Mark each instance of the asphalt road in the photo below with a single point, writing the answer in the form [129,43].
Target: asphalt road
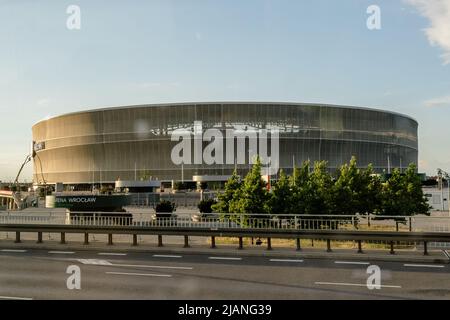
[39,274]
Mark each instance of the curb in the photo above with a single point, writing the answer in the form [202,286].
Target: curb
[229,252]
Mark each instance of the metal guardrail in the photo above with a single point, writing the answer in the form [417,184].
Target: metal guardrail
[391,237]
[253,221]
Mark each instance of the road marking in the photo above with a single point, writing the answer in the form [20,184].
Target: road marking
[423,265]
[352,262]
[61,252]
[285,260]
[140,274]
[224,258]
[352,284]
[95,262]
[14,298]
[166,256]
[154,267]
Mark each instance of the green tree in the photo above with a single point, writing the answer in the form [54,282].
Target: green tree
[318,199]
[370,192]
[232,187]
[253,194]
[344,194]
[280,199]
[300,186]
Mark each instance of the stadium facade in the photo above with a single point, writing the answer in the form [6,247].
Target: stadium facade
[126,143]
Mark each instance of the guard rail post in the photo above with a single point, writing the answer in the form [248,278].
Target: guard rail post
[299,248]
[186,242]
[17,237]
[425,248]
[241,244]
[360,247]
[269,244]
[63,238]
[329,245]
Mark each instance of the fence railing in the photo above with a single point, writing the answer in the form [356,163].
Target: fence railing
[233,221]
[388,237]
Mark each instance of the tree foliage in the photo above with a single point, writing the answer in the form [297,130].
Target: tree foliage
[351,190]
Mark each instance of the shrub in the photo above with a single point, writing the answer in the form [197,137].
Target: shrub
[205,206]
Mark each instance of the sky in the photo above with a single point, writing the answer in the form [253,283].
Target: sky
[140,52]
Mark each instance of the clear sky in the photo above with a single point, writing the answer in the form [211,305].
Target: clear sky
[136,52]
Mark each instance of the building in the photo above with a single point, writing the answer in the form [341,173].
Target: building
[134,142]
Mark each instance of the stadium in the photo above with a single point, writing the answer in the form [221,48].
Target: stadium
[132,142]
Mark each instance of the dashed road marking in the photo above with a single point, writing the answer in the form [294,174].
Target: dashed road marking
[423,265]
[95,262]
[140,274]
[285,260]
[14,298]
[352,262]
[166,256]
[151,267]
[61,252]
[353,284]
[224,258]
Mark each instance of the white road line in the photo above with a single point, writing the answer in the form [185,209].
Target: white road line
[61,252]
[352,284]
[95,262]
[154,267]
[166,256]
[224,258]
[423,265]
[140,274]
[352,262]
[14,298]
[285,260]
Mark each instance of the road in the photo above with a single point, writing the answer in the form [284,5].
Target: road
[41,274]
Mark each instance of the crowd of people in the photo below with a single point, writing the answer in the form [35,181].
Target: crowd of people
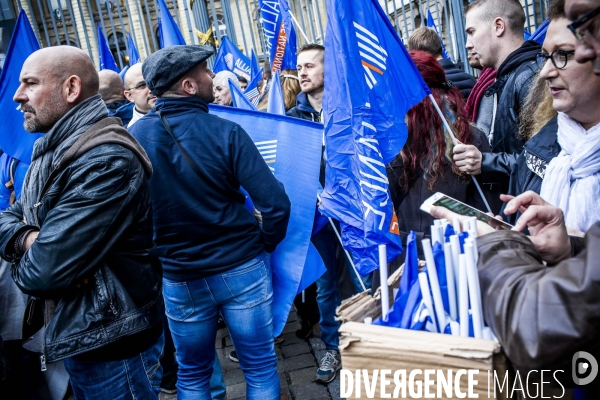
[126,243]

---

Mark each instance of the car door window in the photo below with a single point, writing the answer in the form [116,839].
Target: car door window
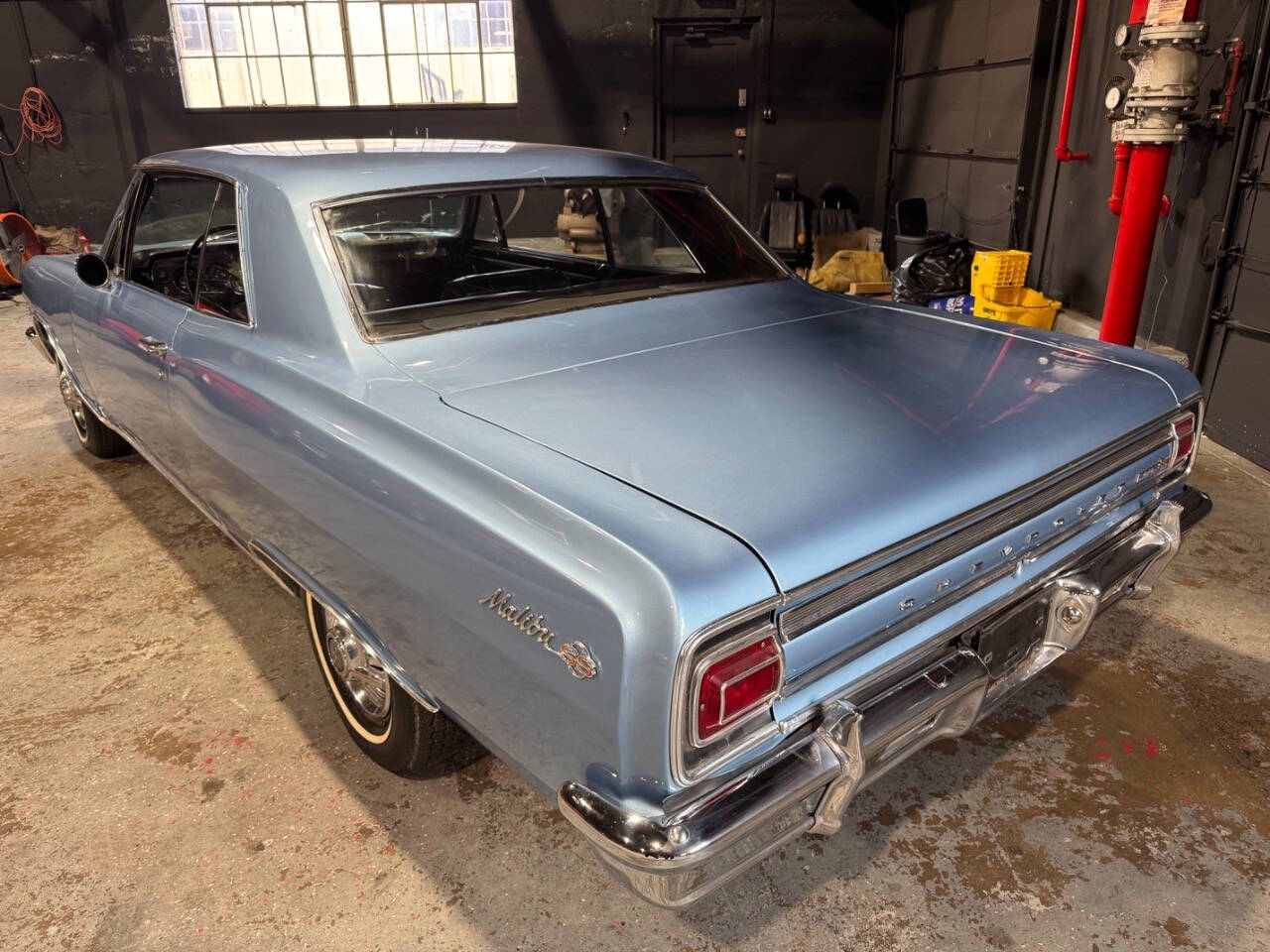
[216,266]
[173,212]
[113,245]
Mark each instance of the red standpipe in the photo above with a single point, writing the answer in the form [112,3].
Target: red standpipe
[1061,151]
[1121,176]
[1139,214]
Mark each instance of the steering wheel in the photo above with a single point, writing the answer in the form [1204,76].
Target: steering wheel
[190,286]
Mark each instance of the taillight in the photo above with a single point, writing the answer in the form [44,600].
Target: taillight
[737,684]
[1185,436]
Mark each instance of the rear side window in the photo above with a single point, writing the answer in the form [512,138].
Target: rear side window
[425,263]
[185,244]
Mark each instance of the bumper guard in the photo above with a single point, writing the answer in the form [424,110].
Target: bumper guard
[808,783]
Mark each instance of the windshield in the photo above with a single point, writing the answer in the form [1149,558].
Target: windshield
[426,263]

REQUIRED TASK —
Identify every line in the data above that contains the string "windshield" and copy each one in full. Matching is case-sensitive.

SOLUTION —
Mark each instance of the windshield in the photo above with a single point, writing the answer in the form [1149,558].
Target: windshield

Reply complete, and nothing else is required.